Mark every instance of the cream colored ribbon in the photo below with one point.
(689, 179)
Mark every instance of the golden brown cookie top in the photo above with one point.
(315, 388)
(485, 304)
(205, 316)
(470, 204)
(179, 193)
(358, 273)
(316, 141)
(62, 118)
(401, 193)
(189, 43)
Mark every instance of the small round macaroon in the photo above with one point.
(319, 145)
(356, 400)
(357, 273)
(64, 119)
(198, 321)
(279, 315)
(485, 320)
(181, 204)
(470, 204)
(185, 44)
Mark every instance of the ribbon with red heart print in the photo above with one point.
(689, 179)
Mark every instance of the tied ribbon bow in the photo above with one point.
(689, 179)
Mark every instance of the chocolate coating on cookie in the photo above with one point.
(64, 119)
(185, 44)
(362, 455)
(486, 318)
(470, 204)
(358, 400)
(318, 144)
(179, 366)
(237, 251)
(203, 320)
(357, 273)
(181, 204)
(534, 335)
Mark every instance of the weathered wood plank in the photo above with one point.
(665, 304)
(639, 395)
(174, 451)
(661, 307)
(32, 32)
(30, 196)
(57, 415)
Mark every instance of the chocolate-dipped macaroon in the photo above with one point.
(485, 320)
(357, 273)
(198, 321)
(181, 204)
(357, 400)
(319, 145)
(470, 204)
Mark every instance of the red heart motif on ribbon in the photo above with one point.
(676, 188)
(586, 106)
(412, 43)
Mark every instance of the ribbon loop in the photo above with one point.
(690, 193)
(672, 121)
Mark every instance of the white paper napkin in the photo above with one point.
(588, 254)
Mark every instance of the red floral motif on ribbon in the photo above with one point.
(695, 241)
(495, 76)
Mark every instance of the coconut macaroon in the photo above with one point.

━━━━━━━━━━━━━━━━

Goal
Rewrite the stretch from the line containing "Mark every instance of the white" through the end of the records, replacing "ribbon" with "sash" and leaving everything else unchanged.

Output for this task
Mark every instance of the white paper napkin in the photo above with one point.
(588, 254)
Mark every instance of the red floral motif on sash in the photo above with one point.
(695, 241)
(495, 76)
Mark every instance of the coconut macaroon in the photo above with one point.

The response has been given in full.